**Location identification items**

— Begin —

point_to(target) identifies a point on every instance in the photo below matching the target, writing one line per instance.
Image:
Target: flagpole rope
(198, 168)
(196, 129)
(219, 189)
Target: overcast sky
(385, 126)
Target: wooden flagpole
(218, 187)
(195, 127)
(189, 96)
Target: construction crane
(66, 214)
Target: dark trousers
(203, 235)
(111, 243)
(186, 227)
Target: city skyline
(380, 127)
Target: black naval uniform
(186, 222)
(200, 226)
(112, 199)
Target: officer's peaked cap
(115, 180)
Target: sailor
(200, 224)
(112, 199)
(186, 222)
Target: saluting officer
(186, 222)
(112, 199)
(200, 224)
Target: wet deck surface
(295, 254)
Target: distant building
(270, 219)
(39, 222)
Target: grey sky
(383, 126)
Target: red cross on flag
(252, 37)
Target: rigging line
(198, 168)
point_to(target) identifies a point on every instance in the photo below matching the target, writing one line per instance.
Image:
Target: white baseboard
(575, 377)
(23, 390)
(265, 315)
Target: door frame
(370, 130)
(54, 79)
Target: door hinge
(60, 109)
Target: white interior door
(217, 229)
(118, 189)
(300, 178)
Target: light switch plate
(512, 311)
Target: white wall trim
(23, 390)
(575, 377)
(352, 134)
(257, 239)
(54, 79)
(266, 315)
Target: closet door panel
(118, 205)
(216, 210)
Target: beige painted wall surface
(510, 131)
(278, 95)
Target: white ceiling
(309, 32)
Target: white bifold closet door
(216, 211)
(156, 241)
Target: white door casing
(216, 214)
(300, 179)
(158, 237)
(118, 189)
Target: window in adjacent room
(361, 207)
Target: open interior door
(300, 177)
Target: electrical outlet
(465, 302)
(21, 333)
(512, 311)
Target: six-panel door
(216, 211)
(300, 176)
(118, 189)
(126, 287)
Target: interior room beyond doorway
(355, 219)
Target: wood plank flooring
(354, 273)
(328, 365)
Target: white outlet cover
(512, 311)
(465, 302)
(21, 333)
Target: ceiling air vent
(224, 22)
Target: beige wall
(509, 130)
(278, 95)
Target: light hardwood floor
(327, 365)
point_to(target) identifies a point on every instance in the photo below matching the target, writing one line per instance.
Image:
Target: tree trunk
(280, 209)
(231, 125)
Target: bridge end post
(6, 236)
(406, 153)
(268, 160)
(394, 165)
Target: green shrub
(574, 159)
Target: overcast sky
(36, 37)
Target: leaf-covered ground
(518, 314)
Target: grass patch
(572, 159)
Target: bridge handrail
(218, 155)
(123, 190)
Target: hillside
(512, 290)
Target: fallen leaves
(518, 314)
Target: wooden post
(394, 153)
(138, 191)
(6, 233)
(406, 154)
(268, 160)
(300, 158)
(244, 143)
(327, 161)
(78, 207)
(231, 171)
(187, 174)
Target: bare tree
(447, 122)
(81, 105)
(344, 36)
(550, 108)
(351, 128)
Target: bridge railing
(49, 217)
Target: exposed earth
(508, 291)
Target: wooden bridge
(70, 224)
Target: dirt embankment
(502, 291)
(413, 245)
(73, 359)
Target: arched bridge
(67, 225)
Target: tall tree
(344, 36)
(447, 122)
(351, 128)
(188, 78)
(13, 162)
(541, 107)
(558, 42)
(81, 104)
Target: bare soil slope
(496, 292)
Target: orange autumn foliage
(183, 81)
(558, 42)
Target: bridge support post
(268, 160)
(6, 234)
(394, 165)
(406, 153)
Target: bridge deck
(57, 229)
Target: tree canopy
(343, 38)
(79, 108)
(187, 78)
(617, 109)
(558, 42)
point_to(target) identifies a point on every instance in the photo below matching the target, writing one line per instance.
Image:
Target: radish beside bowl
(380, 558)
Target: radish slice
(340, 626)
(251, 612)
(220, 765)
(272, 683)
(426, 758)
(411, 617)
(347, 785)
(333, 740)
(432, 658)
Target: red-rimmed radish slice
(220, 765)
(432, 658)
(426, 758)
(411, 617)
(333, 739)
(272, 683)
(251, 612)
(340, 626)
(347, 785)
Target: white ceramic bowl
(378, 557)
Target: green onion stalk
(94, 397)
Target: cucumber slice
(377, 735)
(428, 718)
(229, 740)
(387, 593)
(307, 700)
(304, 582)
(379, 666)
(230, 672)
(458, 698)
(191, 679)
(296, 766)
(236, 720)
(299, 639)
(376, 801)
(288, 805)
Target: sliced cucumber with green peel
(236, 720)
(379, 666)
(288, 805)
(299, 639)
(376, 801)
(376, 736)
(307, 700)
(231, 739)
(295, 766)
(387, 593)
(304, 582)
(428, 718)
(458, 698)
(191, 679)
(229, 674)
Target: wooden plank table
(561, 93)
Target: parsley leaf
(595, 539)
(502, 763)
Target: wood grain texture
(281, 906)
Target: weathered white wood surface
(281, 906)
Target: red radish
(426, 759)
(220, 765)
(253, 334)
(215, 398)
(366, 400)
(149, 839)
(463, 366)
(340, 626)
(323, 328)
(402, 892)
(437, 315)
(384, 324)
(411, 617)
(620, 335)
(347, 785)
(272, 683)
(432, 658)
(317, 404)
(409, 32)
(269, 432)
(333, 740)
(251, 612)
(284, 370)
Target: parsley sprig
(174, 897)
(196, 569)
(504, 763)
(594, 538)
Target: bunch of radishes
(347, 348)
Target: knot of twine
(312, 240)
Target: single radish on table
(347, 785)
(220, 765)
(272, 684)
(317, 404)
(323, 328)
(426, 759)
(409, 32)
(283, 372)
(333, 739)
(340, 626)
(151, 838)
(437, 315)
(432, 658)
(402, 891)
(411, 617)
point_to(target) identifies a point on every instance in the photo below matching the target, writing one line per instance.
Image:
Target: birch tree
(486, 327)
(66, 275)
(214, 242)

— End —

**STATED GOAL**
Quote the listing in full, please, keeping every line exact.

**WORKED SOLUTION**
point_to(target) identifies a point on every instance in the photo below matching the target, writing one line per instance.
Image:
Target: flagpole rope
(198, 168)
(196, 129)
(219, 189)
Target: overcast sky
(385, 126)
Target: wooden flagpole
(218, 187)
(195, 127)
(189, 96)
Target: construction crane
(66, 214)
Target: dark trousers
(203, 235)
(111, 243)
(186, 227)
Target: city skyline
(380, 127)
Target: black naval uniform
(186, 222)
(200, 226)
(112, 199)
Target: officer's peaked cap
(115, 180)
Target: sailor
(200, 224)
(112, 199)
(186, 222)
Target: saluting officer
(186, 222)
(112, 199)
(200, 224)
Target: wet deck surface
(295, 254)
Target: distant building
(270, 219)
(39, 222)
Target: grey sky
(383, 126)
Target: red cross on flag
(252, 37)
Target: rigging line
(198, 168)
point_to(target) identifies a point on every instance in the photo below matching the target, writing one line per instance.
Image:
Target: white baseboard
(575, 377)
(23, 390)
(265, 315)
Target: door frame
(370, 130)
(54, 79)
Target: door hinge
(60, 109)
Target: white interior door
(217, 229)
(118, 189)
(300, 178)
Target: light switch plate
(512, 311)
Target: white wall trim
(23, 390)
(575, 377)
(352, 134)
(257, 239)
(54, 79)
(266, 315)
Target: closet door panel
(118, 205)
(216, 210)
Target: beige painted wall surface
(510, 131)
(278, 95)
Target: white ceiling
(309, 32)
Target: white bifold closet door
(216, 211)
(156, 241)
Target: white door casing
(216, 214)
(300, 179)
(158, 237)
(118, 189)
Target: window in adjacent room
(361, 207)
Target: open interior door
(300, 177)
Target: electrical outlet
(465, 302)
(21, 333)
(512, 311)
Target: six-panel door
(216, 211)
(300, 176)
(118, 189)
(126, 287)
Target: interior room beyond doorway
(355, 219)
Target: wood plank flooring
(354, 273)
(328, 365)
Target: white outlet cover
(512, 311)
(465, 302)
(21, 333)
Target: ceiling air vent
(224, 22)
Target: beige wall
(509, 130)
(278, 95)
Target: light hardwood floor
(327, 365)
point_to(target) identifies a point on every instance in the photo below matching the target, writing one line per instance.
Image:
Target: tree trunk
(280, 209)
(231, 125)
Target: bridge end post
(6, 236)
(406, 153)
(268, 160)
(394, 165)
Target: green shrub
(574, 159)
Target: overcast sky
(36, 37)
Target: leaf-covered ground
(518, 314)
Target: grass patch
(572, 159)
Target: bridge handrail
(218, 155)
(123, 190)
Target: hillside
(512, 290)
Target: fallen leaves
(518, 314)
Target: wooden post
(394, 153)
(138, 191)
(6, 233)
(406, 154)
(268, 160)
(300, 158)
(244, 143)
(327, 161)
(78, 207)
(231, 171)
(187, 174)
Target: bare tree
(447, 122)
(81, 105)
(344, 36)
(550, 108)
(351, 128)
Target: bridge railing
(49, 217)
Target: exposed earth
(508, 291)
Target: wooden bridge
(70, 224)
Target: dirt embankment
(502, 291)
(413, 245)
(73, 359)
Target: arched bridge
(67, 225)
Target: tall tree
(344, 36)
(447, 122)
(351, 128)
(188, 78)
(13, 162)
(541, 107)
(558, 42)
(81, 104)
Target: bare soil slope
(496, 292)
Target: orange autumn foliage
(183, 81)
(558, 42)
Target: bridge support post
(268, 160)
(6, 234)
(394, 165)
(406, 153)
Target: bridge deck
(57, 229)
Target: tree canopy
(343, 38)
(79, 108)
(187, 78)
(617, 109)
(558, 42)
point_to(target) identifies a point on every instance in the photo below matching the target, writing one line per instance.
Image:
Target: radish beside bowl
(380, 558)
Target: radish slice
(340, 626)
(251, 612)
(220, 765)
(272, 683)
(426, 758)
(411, 617)
(347, 785)
(333, 740)
(432, 658)
Target: red-rimmed radish slice
(220, 765)
(432, 658)
(426, 758)
(411, 617)
(333, 739)
(272, 683)
(251, 612)
(340, 626)
(347, 785)
Target: white ceramic bowl
(378, 557)
Target: green onion stalk
(94, 397)
Target: cucumber slice
(377, 735)
(428, 718)
(229, 740)
(387, 593)
(307, 700)
(304, 582)
(379, 666)
(230, 672)
(458, 698)
(191, 679)
(296, 766)
(236, 720)
(299, 639)
(376, 801)
(288, 805)
Target: sliced cucumber with green peel
(236, 720)
(379, 666)
(288, 805)
(299, 639)
(376, 801)
(376, 736)
(307, 700)
(231, 739)
(295, 766)
(387, 593)
(304, 582)
(428, 718)
(458, 698)
(191, 679)
(229, 674)
Target: wooden plank table
(561, 93)
Target: parsley leaf
(595, 539)
(502, 763)
Target: wood grain texture
(281, 906)
Target: weathered white wood surface
(281, 906)
Target: red radish
(426, 759)
(220, 765)
(253, 334)
(215, 398)
(366, 400)
(149, 839)
(463, 366)
(340, 626)
(323, 328)
(402, 892)
(437, 315)
(384, 324)
(411, 617)
(620, 335)
(347, 785)
(272, 683)
(432, 658)
(317, 404)
(409, 32)
(269, 432)
(333, 740)
(251, 612)
(284, 370)
Target: parsley sprig
(174, 897)
(196, 569)
(504, 763)
(594, 538)
Target: bunch of radishes
(347, 348)
Target: knot of twine
(312, 240)
Target: single radish on table
(347, 785)
(220, 765)
(272, 684)
(317, 404)
(323, 328)
(426, 759)
(409, 32)
(283, 372)
(333, 739)
(340, 626)
(151, 838)
(437, 315)
(432, 658)
(402, 891)
(411, 617)
point_to(target) identifies a point on every instance in the photo below matching the target, writing one line per instance.
Image:
Target: birch tree
(486, 327)
(66, 275)
(214, 242)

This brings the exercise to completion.